## Given instruction
Pick out and copy each row below that contains the word "dark". Case counts.

•••

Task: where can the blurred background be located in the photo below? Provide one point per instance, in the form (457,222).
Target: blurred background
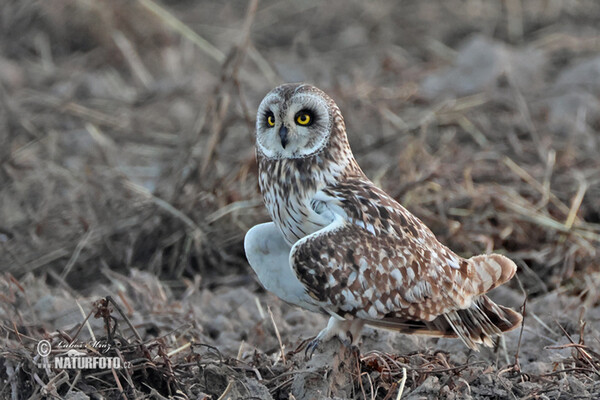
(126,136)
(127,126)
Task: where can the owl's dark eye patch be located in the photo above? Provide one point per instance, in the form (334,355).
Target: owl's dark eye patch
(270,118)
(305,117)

•••

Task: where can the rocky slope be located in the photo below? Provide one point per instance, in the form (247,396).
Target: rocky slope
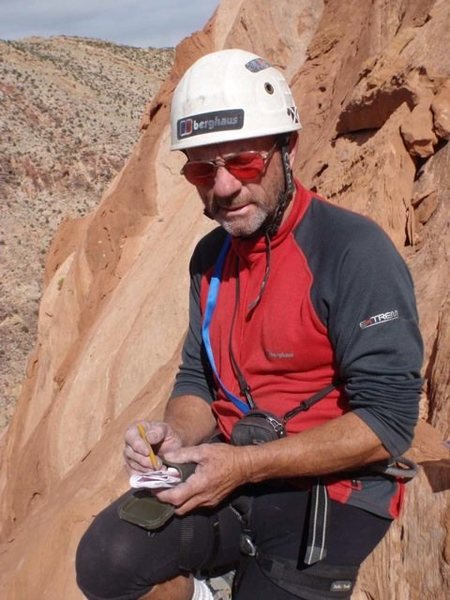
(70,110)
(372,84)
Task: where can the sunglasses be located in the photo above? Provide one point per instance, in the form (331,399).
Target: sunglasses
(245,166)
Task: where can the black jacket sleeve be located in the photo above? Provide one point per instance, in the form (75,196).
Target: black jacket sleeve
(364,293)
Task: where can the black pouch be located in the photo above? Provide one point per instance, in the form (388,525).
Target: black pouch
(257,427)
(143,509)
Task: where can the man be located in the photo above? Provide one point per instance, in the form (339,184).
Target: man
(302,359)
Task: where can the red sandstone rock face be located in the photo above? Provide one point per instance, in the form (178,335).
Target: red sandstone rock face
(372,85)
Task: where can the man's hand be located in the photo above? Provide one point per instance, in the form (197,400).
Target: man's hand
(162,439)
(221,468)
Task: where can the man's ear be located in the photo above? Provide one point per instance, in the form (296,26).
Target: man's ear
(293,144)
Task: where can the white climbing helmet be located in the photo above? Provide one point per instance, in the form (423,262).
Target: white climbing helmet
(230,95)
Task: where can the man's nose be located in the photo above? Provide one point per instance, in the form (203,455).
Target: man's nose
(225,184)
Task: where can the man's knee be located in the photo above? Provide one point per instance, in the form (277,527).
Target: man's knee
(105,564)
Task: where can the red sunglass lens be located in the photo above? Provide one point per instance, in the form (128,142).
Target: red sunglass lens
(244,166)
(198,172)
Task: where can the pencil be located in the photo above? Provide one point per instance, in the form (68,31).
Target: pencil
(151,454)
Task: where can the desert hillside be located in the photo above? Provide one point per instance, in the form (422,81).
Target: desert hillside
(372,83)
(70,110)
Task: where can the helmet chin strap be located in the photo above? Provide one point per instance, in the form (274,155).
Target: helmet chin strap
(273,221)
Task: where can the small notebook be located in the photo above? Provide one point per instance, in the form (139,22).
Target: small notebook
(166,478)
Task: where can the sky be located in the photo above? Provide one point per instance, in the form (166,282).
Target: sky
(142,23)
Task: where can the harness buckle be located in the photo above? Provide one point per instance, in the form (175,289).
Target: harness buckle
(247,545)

•••

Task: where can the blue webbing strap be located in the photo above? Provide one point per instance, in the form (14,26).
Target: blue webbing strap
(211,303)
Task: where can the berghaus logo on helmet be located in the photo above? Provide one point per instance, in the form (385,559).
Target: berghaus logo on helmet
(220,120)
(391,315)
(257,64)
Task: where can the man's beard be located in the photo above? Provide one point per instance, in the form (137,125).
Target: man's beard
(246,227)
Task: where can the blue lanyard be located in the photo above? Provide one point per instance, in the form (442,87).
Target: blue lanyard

•••

## Task response
Task: where can the owl's dark eye patch be located in the photo above? Provide one point per instance, in the form (334,355).
Target: owl's dark eye patch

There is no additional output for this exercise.